Exercise: Exclude any images and output the remaining records exactly.

Exercise materials:
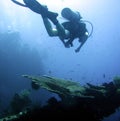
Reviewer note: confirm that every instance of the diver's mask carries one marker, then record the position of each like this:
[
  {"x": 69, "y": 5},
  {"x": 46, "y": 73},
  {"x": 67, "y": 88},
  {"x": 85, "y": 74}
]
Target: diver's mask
[{"x": 71, "y": 15}]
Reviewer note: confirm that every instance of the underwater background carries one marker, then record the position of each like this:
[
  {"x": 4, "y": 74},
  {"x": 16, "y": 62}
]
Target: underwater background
[{"x": 26, "y": 48}]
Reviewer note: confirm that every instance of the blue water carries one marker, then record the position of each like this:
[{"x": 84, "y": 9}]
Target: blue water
[{"x": 26, "y": 48}]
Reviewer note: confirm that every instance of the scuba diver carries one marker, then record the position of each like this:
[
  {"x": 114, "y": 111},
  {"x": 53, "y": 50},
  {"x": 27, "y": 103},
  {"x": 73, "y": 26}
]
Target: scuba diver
[{"x": 66, "y": 31}]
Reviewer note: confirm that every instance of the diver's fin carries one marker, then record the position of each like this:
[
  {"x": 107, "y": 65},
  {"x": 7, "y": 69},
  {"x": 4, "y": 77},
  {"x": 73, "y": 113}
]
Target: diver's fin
[{"x": 18, "y": 3}]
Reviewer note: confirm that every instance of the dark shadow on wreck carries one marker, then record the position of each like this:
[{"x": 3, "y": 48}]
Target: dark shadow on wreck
[{"x": 81, "y": 103}]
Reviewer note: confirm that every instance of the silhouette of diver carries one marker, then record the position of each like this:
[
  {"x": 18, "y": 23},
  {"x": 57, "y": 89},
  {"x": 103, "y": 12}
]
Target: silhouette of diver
[{"x": 70, "y": 30}]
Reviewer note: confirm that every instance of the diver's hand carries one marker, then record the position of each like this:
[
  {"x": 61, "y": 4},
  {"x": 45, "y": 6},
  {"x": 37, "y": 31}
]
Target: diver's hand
[{"x": 77, "y": 50}]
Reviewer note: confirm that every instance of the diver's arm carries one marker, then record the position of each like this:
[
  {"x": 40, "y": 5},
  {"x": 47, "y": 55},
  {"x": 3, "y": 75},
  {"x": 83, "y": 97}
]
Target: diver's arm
[
  {"x": 18, "y": 3},
  {"x": 50, "y": 30},
  {"x": 58, "y": 31}
]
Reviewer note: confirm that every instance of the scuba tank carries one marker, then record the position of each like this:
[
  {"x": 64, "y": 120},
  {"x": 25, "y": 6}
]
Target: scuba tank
[{"x": 71, "y": 15}]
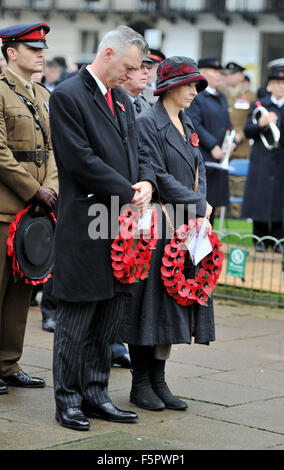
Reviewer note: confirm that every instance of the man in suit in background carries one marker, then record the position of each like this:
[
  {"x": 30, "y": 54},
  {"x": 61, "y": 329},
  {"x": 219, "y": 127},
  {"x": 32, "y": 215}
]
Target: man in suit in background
[
  {"x": 94, "y": 140},
  {"x": 210, "y": 116}
]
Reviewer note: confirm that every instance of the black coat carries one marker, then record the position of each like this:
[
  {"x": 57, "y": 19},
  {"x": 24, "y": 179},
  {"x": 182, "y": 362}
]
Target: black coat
[
  {"x": 153, "y": 317},
  {"x": 210, "y": 116},
  {"x": 263, "y": 196},
  {"x": 97, "y": 158}
]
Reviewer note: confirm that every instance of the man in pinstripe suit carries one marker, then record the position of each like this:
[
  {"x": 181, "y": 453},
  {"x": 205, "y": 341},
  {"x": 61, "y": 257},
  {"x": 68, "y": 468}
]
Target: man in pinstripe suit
[{"x": 95, "y": 150}]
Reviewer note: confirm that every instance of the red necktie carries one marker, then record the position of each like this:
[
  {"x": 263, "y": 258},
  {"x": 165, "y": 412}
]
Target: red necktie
[{"x": 109, "y": 100}]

Result:
Reviewer note: confirm that every instance of the diver's mask carries one marker, then record the position of each like this:
[
  {"x": 69, "y": 5},
  {"x": 46, "y": 73},
  {"x": 67, "y": 88},
  {"x": 85, "y": 74}
]
Target: diver's mask
[{"x": 71, "y": 15}]
Reviewer note: confirm that every instance of the underwater background carries one marker, then record the position of each like this:
[
  {"x": 4, "y": 74},
  {"x": 16, "y": 62}
]
Target: underwater background
[{"x": 26, "y": 48}]
Reviewer note: confirm that every instance of the blue water carries one marker, then record the position of each like this:
[{"x": 84, "y": 9}]
Target: blue water
[{"x": 26, "y": 48}]
Reviewer note: confirm that every instance of the scuba diver carries one marker, then record the position of each like this:
[
  {"x": 114, "y": 111},
  {"x": 53, "y": 50},
  {"x": 27, "y": 103},
  {"x": 73, "y": 26}
]
Target: scuba diver
[{"x": 66, "y": 31}]
Reviewer note: confirm that every instance of the diver's fin carries one marker, then record the position of each like this:
[
  {"x": 107, "y": 65},
  {"x": 7, "y": 69},
  {"x": 4, "y": 77},
  {"x": 73, "y": 113}
]
Target: diver's fin
[{"x": 18, "y": 3}]
Reviewer note: confirm that every instance of the dark shadow on wreck carries one marker, then record the position of each like this:
[{"x": 3, "y": 48}]
Target: dark shadow on wreck
[{"x": 81, "y": 103}]
Reviewer note: confirm that every instance of the silhouette of diver carries one marker, then record the position of each like this:
[
  {"x": 18, "y": 23},
  {"x": 57, "y": 89},
  {"x": 103, "y": 12}
]
Target: silhouette of diver
[{"x": 70, "y": 30}]
Reviewer note: confirm that every instance of the diver's hand carries one marker, then record the position of each like this:
[
  {"x": 61, "y": 4},
  {"x": 45, "y": 6},
  {"x": 37, "y": 31}
]
Target: diver's hand
[{"x": 77, "y": 50}]
Reviewer note: confirm that every instance of the diver's arm carries one marker, then record the position of each like this:
[
  {"x": 40, "y": 5},
  {"x": 47, "y": 55},
  {"x": 3, "y": 75},
  {"x": 83, "y": 97}
]
Target: diver's arm
[
  {"x": 18, "y": 3},
  {"x": 50, "y": 30},
  {"x": 58, "y": 31}
]
Reviewer note: confirm that every instance of the scuba tank carries one marker, then record the position of each like this:
[
  {"x": 64, "y": 120},
  {"x": 25, "y": 6}
]
Target: scuba tank
[{"x": 71, "y": 15}]
Reviewer note: confirm that every instance of the man in suit in background carries one marker, then record the position of each like this:
[
  {"x": 30, "y": 54},
  {"x": 61, "y": 329},
  {"x": 219, "y": 127},
  {"x": 32, "y": 215}
]
Target: man in suit in background
[
  {"x": 94, "y": 140},
  {"x": 210, "y": 116}
]
Reviewer note: confirm that every instance of the black coat carries one marker, then record the position of each like this:
[
  {"x": 57, "y": 19},
  {"x": 24, "y": 179},
  {"x": 182, "y": 362}
]
Target: black coat
[
  {"x": 153, "y": 317},
  {"x": 210, "y": 116},
  {"x": 263, "y": 196},
  {"x": 97, "y": 158}
]
Reviewer note: confirm that every instance of the man in pinstripe suit carries one marker, then record the position of each like this:
[
  {"x": 181, "y": 453},
  {"x": 205, "y": 341},
  {"x": 61, "y": 257},
  {"x": 68, "y": 468}
]
Target: man in pinstripe suit
[{"x": 95, "y": 150}]
Reviewer note: confirm that every instance of the red necktie carries one marker, then record the position of each like this:
[
  {"x": 263, "y": 258},
  {"x": 165, "y": 412}
]
Target: red necktie
[{"x": 109, "y": 100}]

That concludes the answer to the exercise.